Mild cognitive impairment (MCI) is often an early sign of Alzheimer’s disease, and though it usually has no clear symptoms early on, it can sometimes be identified with brain scans – known as functional magnetic resonance imaging (FMRI) – even before symptoms appear.
However, identifying MCI with FMRI is both time consuming and expensive.
Now researchers have used deep learning technology – a type of artificial intelligence – that could potentially speed up the process, and they are able to detect MCI with better than 99% accuracy.
The research involved using a deep learning model to classify thousands of images of the brains of 138 subjects with various stages of MCI. The model was able to identify MCI accurately in more than 99% of cases.
Alzheimer’s is a debilitating, progressive disease that has no cure.
Approximately 24 million people currently have Alzheimer’s disease, and that number is expected to double every 20 years.
It’s widely accepted that early diagnosis means the patient is more likely to benefit from treatment.
The aim is for the algorithm to be developed into software that could analyse data from vulnerable groups, such as the over 65s, those with a history of brain injury or those with high blood pressure.
The software could be used to pick up anomalies that could enable earlier diagnoses of Alzheimer’s.
The researchers say the algorithm should not be relied upon alone for a diagnosis, but it can provide useful information quickly and affordably, meaning the patient can have a diagnosis and treatment more quickly.

__________________________________________________

WHAT IS REQUIRED =>
In the passage on detecting mild cognitive impairment with deep learning, how many subjects' brain images did the model classify?

EXTRACTED INFORMATION =>
__________________________________________________

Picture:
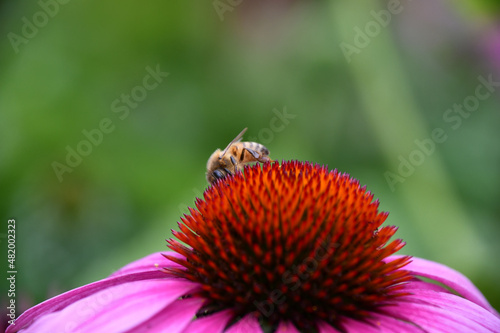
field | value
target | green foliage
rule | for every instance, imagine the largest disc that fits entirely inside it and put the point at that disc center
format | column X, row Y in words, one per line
column 361, row 116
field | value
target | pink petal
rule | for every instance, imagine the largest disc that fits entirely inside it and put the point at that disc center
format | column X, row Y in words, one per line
column 153, row 262
column 247, row 324
column 287, row 327
column 391, row 324
column 431, row 318
column 61, row 301
column 352, row 325
column 449, row 277
column 131, row 308
column 214, row 323
column 459, row 306
column 324, row 327
column 173, row 319
column 423, row 285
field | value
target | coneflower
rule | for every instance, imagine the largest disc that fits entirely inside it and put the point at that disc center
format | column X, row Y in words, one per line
column 288, row 247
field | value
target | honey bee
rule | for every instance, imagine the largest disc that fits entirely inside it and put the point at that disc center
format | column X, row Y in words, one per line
column 234, row 157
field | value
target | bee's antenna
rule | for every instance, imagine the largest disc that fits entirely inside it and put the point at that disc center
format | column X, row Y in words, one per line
column 236, row 139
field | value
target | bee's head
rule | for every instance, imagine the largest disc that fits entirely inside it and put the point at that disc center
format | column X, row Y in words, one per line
column 218, row 167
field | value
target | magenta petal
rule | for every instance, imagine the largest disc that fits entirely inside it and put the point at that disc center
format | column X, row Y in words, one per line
column 459, row 306
column 172, row 319
column 449, row 277
column 430, row 317
column 352, row 325
column 423, row 285
column 130, row 308
column 214, row 323
column 61, row 301
column 114, row 309
column 391, row 324
column 154, row 261
column 245, row 325
column 287, row 327
column 324, row 327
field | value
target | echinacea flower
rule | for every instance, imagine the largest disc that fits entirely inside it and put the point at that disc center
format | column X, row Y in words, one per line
column 288, row 247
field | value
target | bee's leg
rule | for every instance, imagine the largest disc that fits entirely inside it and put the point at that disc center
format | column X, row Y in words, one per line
column 257, row 156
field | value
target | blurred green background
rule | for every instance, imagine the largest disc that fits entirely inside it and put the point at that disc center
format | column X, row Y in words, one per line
column 350, row 85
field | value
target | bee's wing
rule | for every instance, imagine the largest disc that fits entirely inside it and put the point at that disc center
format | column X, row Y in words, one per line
column 236, row 139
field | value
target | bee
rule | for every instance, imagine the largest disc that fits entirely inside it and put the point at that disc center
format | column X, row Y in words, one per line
column 234, row 157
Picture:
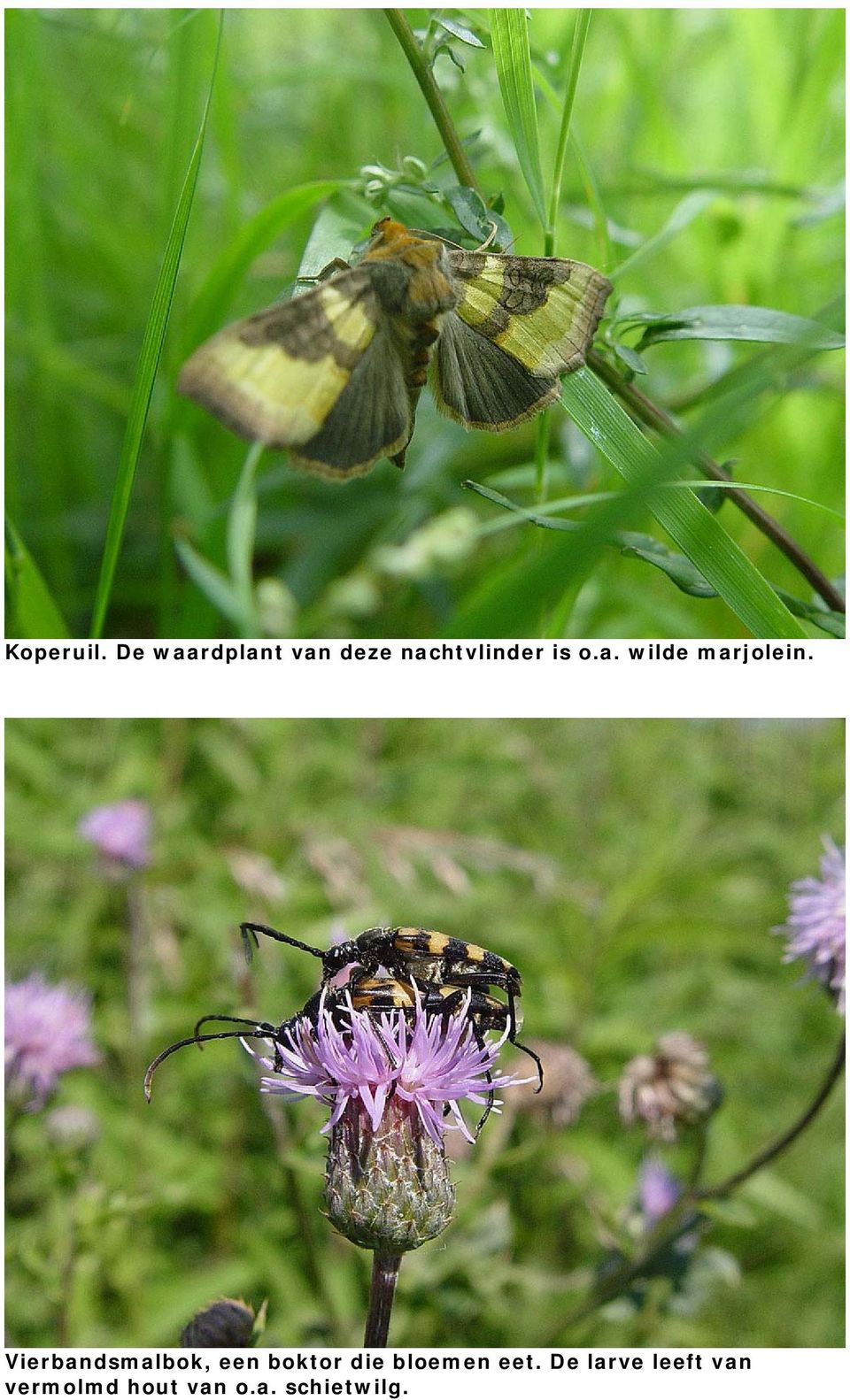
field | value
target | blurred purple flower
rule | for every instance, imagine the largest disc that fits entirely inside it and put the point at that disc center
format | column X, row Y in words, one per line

__________________________________________________

REPLY TO THE TASK =>
138 subjects